◆ **Recorded data**:
>> BEGIN

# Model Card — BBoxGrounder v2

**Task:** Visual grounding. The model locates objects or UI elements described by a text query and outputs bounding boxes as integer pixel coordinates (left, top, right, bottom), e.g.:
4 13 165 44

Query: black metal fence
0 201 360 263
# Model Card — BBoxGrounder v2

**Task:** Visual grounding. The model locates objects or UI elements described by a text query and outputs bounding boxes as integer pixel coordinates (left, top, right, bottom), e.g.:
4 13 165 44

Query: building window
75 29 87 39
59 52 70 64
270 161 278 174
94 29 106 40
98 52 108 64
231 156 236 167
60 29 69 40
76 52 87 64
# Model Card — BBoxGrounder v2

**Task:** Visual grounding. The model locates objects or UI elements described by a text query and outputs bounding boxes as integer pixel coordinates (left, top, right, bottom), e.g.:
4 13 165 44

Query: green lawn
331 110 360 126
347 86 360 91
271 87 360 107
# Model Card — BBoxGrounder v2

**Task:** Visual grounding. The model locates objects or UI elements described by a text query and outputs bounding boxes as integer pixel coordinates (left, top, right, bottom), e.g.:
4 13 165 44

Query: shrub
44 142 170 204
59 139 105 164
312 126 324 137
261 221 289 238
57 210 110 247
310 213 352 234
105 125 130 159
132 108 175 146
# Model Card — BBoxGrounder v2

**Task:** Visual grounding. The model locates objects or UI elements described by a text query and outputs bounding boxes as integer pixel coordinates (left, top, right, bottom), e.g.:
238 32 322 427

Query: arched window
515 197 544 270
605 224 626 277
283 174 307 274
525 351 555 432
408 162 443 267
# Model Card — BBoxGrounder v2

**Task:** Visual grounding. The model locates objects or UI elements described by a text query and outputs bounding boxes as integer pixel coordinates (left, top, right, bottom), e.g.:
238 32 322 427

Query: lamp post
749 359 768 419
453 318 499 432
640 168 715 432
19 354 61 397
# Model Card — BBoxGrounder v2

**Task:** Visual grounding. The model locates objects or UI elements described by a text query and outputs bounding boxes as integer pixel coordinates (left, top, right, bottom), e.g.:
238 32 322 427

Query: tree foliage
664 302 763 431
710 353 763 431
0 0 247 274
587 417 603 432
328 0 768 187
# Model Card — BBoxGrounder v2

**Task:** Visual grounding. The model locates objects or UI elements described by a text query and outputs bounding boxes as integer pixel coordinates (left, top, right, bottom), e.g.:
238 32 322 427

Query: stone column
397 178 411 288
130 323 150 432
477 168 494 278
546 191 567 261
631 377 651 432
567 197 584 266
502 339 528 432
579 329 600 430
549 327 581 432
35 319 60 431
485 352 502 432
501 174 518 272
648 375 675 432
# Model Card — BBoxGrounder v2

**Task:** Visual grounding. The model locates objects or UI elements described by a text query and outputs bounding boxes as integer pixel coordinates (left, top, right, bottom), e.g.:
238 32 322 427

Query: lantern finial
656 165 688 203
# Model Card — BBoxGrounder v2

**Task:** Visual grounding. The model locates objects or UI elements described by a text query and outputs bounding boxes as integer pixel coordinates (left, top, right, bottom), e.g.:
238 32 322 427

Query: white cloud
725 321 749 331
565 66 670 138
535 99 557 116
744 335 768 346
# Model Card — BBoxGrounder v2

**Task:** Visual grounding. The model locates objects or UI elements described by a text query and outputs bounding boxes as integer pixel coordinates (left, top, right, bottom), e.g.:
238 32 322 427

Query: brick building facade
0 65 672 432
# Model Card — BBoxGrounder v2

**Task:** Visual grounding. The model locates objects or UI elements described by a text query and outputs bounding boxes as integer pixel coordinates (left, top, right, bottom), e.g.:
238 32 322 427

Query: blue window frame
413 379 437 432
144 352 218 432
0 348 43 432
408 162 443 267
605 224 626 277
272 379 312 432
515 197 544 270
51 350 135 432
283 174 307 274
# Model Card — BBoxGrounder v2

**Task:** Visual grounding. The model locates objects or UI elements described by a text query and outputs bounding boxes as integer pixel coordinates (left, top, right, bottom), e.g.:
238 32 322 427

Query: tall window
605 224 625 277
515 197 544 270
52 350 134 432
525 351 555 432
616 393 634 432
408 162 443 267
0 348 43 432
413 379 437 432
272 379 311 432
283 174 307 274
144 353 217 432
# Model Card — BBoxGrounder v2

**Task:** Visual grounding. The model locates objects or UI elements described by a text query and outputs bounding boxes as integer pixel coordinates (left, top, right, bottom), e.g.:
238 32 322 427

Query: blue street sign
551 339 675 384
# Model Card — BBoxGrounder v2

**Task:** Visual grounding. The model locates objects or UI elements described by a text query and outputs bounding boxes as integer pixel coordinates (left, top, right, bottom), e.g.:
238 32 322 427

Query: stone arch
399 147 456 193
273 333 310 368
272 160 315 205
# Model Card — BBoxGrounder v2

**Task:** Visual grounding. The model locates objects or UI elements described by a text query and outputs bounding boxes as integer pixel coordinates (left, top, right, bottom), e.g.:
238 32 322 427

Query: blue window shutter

>> END

◆ **Work instructions**: Can you reproduce all of the data above verbatim?

◆ **Result of the task**:
# Model Card — BBoxGrounder v2

**Task:** Visual grounding. The model locates objects or UI elements described by a text query and outputs bounding boxes as integer pixel coordinates (left, top, right, bottom), e.g.:
4 13 165 44

Query: black metal fence
0 201 360 263
# Model Card — BBoxGrounder v2

**Task:** Visual grounding. The model locates objects or UI elements described by a text query and outputs bounding boxes as integer pixel coordinates (left, top, right, bottom), e.g.:
4 13 165 44

Query: building window
75 29 87 39
59 52 70 64
270 161 278 174
94 29 106 40
98 52 108 64
231 156 236 167
60 29 69 40
76 52 87 64
# Model Card — BBoxGrounder v2

**Task:** Visual grounding. The model locates objects or UI elements described by a text query and outputs bounding boxes as integer pixel coordinates (left, top, right, bottom), e.g.:
4 13 165 44

Query: green lawn
331 110 360 126
347 86 360 91
271 87 360 107
# Model Card — BBoxGrounder v2

**Task:** Visual grounding. The model locates objects or UI elements described by a text query and outputs bounding boxes as integer pixel coordinates (left, top, right, bottom), e.g.:
4 13 165 44

Query: shrub
44 142 170 204
59 139 105 164
312 126 324 137
261 221 289 238
57 210 110 247
310 213 352 234
105 125 130 159
132 108 175 146
# Model Card — BBoxGrounder v2

**Task:** Visual grounding. The model locates objects or UI elements described by a text query and outputs bounding boxes as integer pixel coordinates (left, top, right, bottom), e.g.:
238 32 322 427

Query: arched window
515 197 544 270
605 224 626 277
283 174 307 274
525 351 555 432
408 162 443 267
# Model Card — BBoxGrounder v2

**Task:** Visual grounding. The model locates objects or UI elements described by a text query and outputs bounding boxes as integer pixel coordinates (left, top, right, bottom), e.g.:
238 32 322 427

Query: lamp post
749 359 768 419
453 318 499 432
640 168 715 432
19 354 61 397
# Model Card — BBoxGrounder v2

**Task:** Visual grounding. The model locates objects or UI elements described by a text query and outputs bounding boxes as integer pixel coordinates (left, top, right, bottom), e.g.:
238 32 322 427

Query: tree foliage
664 302 763 431
710 353 763 431
0 0 247 274
587 417 603 432
328 0 768 187
# Model Card — BBoxGrounder v2

**Task:** Visual grounding. The model locates objects or UI elements described by a text query and outputs bounding boxes as integer pixel coordinates (left, top, right, bottom), e.g.:
238 32 322 427

Query: stone column
397 178 411 288
130 323 150 432
477 168 494 278
546 191 567 261
631 377 651 432
567 197 584 266
502 339 528 432
579 329 600 430
549 327 581 432
35 319 60 431
485 352 502 432
501 174 518 272
648 375 675 432
# Model Card — BBoxGrounder v2

**Task:** Visual grounding. The model locates objects or UI elements described by a text query and outputs bounding boxes as integer pixel coordinates (left, top, right, bottom), e.g.:
238 32 322 427

Query: lantern finial
656 165 688 203
# Model Card — BBoxGrounder v2

**Task:** Visual grounding. The model locates objects or UI elements described by a text query and outputs bounding boxes as integer pixel coordinates (left, top, right, bottom), e.g.:
238 32 322 427

Query: white cloud
725 321 749 331
565 66 670 138
535 99 557 116
744 335 768 346
# Model Card — BBoxGrounder v2

**Task:** Visual grounding. The model locates objects or UI elements described by a text query and outputs bounding boxes as integer pixel coordinates (left, top, right, bottom), e.g.:
238 32 322 427

Query: brick building facade
0 65 672 432
# Model Card — BBoxGrounder v2

**Task:** Visual grounding. The model locates objects or UI elements described by a text query and outputs bounding boxes as integer pixel coordinates (left, top, right, bottom), e.g.:
238 32 322 427

Query: blue window frame
413 379 437 432
144 352 218 432
0 348 43 432
408 162 443 267
605 224 626 277
272 379 312 432
515 197 544 270
51 350 135 432
283 174 307 274
# Model Card — BBoxGrounder v2

**Task:** Visual grounding. The model locates objects or UI elements described by a text query and outputs bounding boxes as integer pixel coordinates (left, top, right, bottom), e.g.:
238 32 322 427

Query: tall window
605 224 625 277
515 197 544 270
52 350 134 432
525 351 555 432
616 393 634 432
408 162 443 267
0 348 43 432
413 379 437 432
272 379 311 432
283 174 307 274
144 353 217 432
# Model Card — BBoxGrounder v2

**Task:** Visual grounding. The model locates objects or UI elements described by a text query and outputs bounding boxes as integer pixel coordinates (left, top, right, bottom), e.g.:
238 32 322 427

Query: blue street sign
551 339 675 384
# Model Card — BBoxGrounder v2

**Task:** Visual grounding. The model locates objects or UI elements described by a text query and outputs bounding boxes as integer pixel coordinates (left, top, right, bottom), e.g.:
238 32 322 427

Query: stone arch
399 147 456 193
273 333 310 368
272 160 315 205
# Model Card — BBoxGrounder v2

**Task:** Visual grounding. The model locates objects or UI elements described by a text query and outputs bounding boxes as integer pixel coordinates (left, top, right, bottom), e.g.:
238 32 322 427

Query: blue window shutter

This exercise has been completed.